Saved entries
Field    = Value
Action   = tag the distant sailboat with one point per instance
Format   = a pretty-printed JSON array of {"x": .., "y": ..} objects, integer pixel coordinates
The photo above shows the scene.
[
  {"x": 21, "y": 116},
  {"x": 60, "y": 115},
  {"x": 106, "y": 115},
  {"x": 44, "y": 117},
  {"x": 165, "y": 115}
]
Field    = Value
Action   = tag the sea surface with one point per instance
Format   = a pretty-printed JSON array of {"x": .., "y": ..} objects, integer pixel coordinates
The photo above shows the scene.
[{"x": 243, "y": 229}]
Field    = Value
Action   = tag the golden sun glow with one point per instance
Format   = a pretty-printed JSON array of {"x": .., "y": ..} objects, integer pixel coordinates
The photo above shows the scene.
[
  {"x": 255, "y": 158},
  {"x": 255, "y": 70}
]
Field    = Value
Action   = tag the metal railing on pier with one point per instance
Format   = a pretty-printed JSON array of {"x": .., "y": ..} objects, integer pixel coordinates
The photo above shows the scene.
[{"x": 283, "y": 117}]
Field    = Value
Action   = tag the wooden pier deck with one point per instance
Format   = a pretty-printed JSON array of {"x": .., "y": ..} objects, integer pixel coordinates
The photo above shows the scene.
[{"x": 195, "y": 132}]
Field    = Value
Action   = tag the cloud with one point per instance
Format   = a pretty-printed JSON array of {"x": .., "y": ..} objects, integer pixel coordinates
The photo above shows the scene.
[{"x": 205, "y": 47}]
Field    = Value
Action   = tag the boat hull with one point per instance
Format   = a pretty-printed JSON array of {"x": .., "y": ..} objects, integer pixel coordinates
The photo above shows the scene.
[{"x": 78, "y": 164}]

## Brief
All entries are to be retyped with no difference from the original.

## Answer
Field    = Value
Action   = tag the distant sailboat with one point per instance
Format   = a pretty-printed JSON array of {"x": .., "y": ..} objects, integer pixel coordinates
The photo above shows the scene.
[
  {"x": 21, "y": 116},
  {"x": 60, "y": 115},
  {"x": 106, "y": 115},
  {"x": 44, "y": 117},
  {"x": 165, "y": 115}
]
Field    = Value
Action   = tag the sea surface with one point per instance
Format   = a pretty-printed JSON array of {"x": .., "y": ..} objects, integer pixel coordinates
The photo above shows the scene.
[{"x": 243, "y": 229}]
Field    = Value
Action   = tag the golden sun glow with one point per instance
Format   = a pretty-printed JSON array of {"x": .., "y": ..} objects, integer pixel coordinates
The photo above shows the scene.
[
  {"x": 255, "y": 158},
  {"x": 255, "y": 70}
]
Field    = Value
Action   = tag the metal railing on pier with one point per instance
Format   = a pretty-printed JSON array of {"x": .., "y": ..} objects, integer pixel coordinates
The photo above shows the scene.
[{"x": 283, "y": 117}]
Field    = Value
Action   = tag the wooden pier deck with one point per instance
Format   = a pretty-printed JSON array of {"x": .., "y": ..} objects, integer pixel coordinates
The photo above shows the scene.
[{"x": 195, "y": 132}]
Field    = Value
Action   = tag the cloud with one point per instance
Format   = a pretty-printed JSON array of {"x": .., "y": ..} objects, integer pixel coordinates
The photo above shows the scene.
[{"x": 205, "y": 47}]
Field    = Value
Action   = tag the boat hull with one point per instance
Format   = a pretty-printed JSON array of {"x": .., "y": ..} objects, integer pixel coordinates
The photo above shows the scene.
[{"x": 78, "y": 164}]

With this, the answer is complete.